In addition, the Swiss National Bank meets, and it has indicated that negative rates have not been ruled out to help defend the currency cap. Catalonia’s parliament will decide whether to push forward with a non-binding survey/referendum that has been rejected by the national government. Some observers have attributed the under-performance of Spanish assets (after a period of out performance) to the idea that the strong showing of the Scottish nationalists has some bearing on Catalonia’s independence.
Given the potential for these events to drive the capital markets, and that the volatility of volatility, if you will, has risen, an overview of the technical condition of the capital markets may be particularly helpful now. At the risk of oversimplifying, the US dollar is in a strong uptrend against the major currencies and most of the emerging market currencies. Speculative positioning in the future market has been concentrated in amassing significant short euro and yen positions. The market was net long Australian and Canadian dollars, but the recent price action suggests a substantial position adjustment took place, and more than what is captured in the position report for the week ending September 9.
There has also been a sharp reversal in US yields. The 10-year Treasury yield was near the lows for the year in late August below 2.35%. It briefly traded poked through 2.60% before the weekend. It has now satisfied a Fibonocci retracement (38.2%) of the yield decline from January through August. The next retracement target is near 2.68%. Barring a shock, the yield can climb into the 2.75%-2.80% in the coming weeks.
Yields around the world have risen with US Treasuries (which is why political scientists rather than investment advisers formalized the hypothesis of a G-zero world). European bond yields have risen less, and several emerging markets and Australia experienced larger increases in yields. Generally speaking, in rising interest rate environment, one would expect the credit spreads to widen, with lower credit yields rising more.
The S&P 500 set record highs on September 4, but the technical tone has deteriorated in recent session. The development is somewhat reminiscent of the topping pattern carved out in the second half of July, when the S&P 500 also registered record highs. It is as if investors are happy to take profits on rallies. Perhaps this reflects a mistrust for the equity gains or belief that the environment that facilitated them will change soon We note that the five and twenty day moving average are set to cross, and this cross-over has done a good job in recent months of signaling the trends. The poor close before the weekend warns of follow through losses next week. Initial targets are in 1970 and then 1958, It takes a break of the 1940 area to signal a test on the August low in front of 1900.

Pointing material
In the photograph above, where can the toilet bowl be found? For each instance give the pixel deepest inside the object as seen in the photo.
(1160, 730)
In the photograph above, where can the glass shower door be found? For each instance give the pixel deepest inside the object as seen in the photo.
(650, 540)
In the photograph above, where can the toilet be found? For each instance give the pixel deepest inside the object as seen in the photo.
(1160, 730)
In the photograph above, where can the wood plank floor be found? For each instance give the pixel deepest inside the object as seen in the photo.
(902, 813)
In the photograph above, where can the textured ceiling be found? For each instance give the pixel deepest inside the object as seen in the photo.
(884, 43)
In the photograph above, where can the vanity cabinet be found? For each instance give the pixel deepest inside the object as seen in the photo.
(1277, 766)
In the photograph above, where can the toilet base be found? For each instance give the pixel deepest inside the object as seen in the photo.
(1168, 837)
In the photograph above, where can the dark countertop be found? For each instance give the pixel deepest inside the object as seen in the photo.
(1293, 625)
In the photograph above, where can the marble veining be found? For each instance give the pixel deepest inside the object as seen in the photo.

#### INSTRUCTIONS FOR THE TASK
Can you retype the entire market commentary from above, word for word?

#### SOLUTION TO THIS TASK
In addition, the Swiss National Bank meets, and it has indicated that negative rates have not been ruled out to help defend the currency cap. Catalonia’s parliament will decide whether to push forward with a non-binding survey/referendum that has been rejected by the national government. Some observers have attributed the under-performance of Spanish assets (after a period of out performance) to the idea that the strong showing of the Scottish nationalists has some bearing on Catalonia’s independence.
Given the potential for these events to drive the capital markets, and that the volatility of volatility, if you will, has risen, an overview of the technical condition of the capital markets may be particularly helpful now. At the risk of oversimplifying, the US dollar is in a strong uptrend against the major currencies and most of the emerging market currencies. Speculative positioning in the future market has been concentrated in amassing significant short euro and yen positions. The market was net long Australian and Canadian dollars, but the recent price action suggests a substantial position adjustment took place, and more than what is captured in the position report for the week ending September 9.
There has also been a sharp reversal in US yields. The 10-year Treasury yield was near the lows for the year in late August below 2.35%. It briefly traded poked through 2.60% before the weekend. It has now satisfied a Fibonocci retracement (38.2%) of the yield decline from January through August. The next retracement target is near 2.68%. Barring a shock, the yield can climb into the 2.75%-2.80% in the coming weeks.
Yields around the world have risen with US Treasuries (which is why political scientists rather than investment advisers formalized the hypothesis of a G-zero world). European bond yields have risen less, and several emerging markets and Australia experienced larger increases in yields. Generally speaking, in rising interest rate environment, one would expect the credit spreads to widen, with lower credit yields rising more.
The S&P 500 set record highs on September 4, but the technical tone has deteriorated in recent session. The development is somewhat reminiscent of the topping pattern carved out in the second half of July, when the S&P 500 also registered record highs. It is as if investors are happy to take profits on rallies. Perhaps this reflects a mistrust for the equity gains or belief that the environment that facilitated them will change soon We note that the five and twenty day moving average are set to cross, and this cross-over has done a good job in recent months of signaling the trends. The poor close before the weekend warns of follow through losses next week. Initial targets are in 1970 and then 1958, It takes a break of the 1940 area to signal a test on the August low in front of 1900.